С 1969 года живу в Москве. Жена искусствовед. Радуют уже взрослые дети. Любим проводить лето в своем домике в Переделкине. В этом писательском поселке меня часто приглашают читать стихи, выступать с концертами в доме-музее Окуджавы.
— Евгений Борисович, поэты часто говорят о том, что в момент, когда к ним приходят строки, они явно ощущают, что не они их авторы, что они лишь записывают нечто, уже существующее.
— Да. Мне это ощущение тоже присуще. Иногда бывает, что долго стихи не пишутся. А потом вдруг возникает момент, когда чувствую: мне что-то хочется сказать. Если я правильно настроен, возникает то, что можно назвать диктовкой. Я явственно слышу, как кто-то говорит мне стихи, как будто диктует их. Твердым ясным мужским голосом. Не знаю, кто это. Может, сам Бог? Уже потом что-то меняю, вношу нужные правки. Но в основном мои стихи — это лишь то, что просто записано мною под диктовку.
— Какое объяснение вы этому находите?
— Это только дело таланта.
— Когда вы ощутили себя поэтом?
— Мне было тогда лет 5 или 6. Гулял по берегу реки Фонтанки и услышал, как кто-то мне что-то говорит.

■ Исходные данные:
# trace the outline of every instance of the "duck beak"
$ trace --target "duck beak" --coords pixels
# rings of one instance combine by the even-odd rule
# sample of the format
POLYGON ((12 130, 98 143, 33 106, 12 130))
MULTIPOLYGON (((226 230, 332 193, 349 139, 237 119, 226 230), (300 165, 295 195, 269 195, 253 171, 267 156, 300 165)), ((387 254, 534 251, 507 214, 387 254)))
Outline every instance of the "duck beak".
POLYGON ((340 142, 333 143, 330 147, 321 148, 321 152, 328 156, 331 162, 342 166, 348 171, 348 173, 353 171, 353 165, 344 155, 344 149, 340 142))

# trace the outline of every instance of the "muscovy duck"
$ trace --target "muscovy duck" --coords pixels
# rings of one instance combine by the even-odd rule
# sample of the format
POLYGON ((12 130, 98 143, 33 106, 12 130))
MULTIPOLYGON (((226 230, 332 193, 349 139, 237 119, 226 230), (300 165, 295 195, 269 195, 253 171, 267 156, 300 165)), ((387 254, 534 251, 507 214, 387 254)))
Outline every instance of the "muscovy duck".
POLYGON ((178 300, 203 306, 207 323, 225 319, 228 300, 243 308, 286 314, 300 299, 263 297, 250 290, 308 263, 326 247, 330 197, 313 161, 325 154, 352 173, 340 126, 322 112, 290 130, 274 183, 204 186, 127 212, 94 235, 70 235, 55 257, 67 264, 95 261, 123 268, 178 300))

■ Что нужно сделать:
- A) Каким голосом, по словам поэта из интервью, ему диктуются стихи?
- B) Напишите продолжение интервью с поэтом, начиная сразу после его последней реплики.

■ Ответы к заданиям:
- A) Твердым ясным мужским голосом.

- B)
— Вы можете спровоцировать вдохновение?
— Нет. Оно приходит независимо от меня, тут я ничего не могу сказать, сделать. Чувствую, как нечто подступает, как какое-то сновидение. Чаще это происходит ближе к полуночи.
— А законы успеха творчества вам понятны?
— Приблизительно да. Надо, чтобы ты написал о том, что близко публике. Человеку понятно и близко искусство, если оно задевает струны его души. Но предсказать успех стихотворения невозможно. Это не зависит от поэта. Иногда кажется, что написал хорошее стихотворение, а публика не отзывается на него. И наоборот.
— Каким вы представляете своего читателя?
— Интеллигентный человек, русский, проживающий в наше время, в наши дни и имеющий тот же уровень интеллектуальной подготовки, что и я. Мне бы очень хотелось, чтобы среди моих читателей были не только мои сверстники, но и те, кому сейчас только тридцать.
— Россия по праву гордится своими поэтическими гениями XIX-XX веков…
— Да, по полному. Это есть основа основ России. От Державина до Пушкина, от Лермонтова, Некрасова, Фета до Блока, Маяковского, Ахматовой — это и есть основа основ русской истории.
— Чем объяснить это богатство, выпавшее именно русскому народу?
— Так Бог задумал. Что тут я могу сказать. Бог! Вы верите в Бога? Вот и я верю. В детстве у меня была православная няня, она меня крестила. Уже гораздо позже, со временем, наблюдая за жизнью, анализируя ее, я осмысленно пришел к выводу, что Бог существует. Хотя в церкви бываю крайне редко, но существование Бога не вызывает у меня никакого сомнения.
— Ваши пожелания читателям?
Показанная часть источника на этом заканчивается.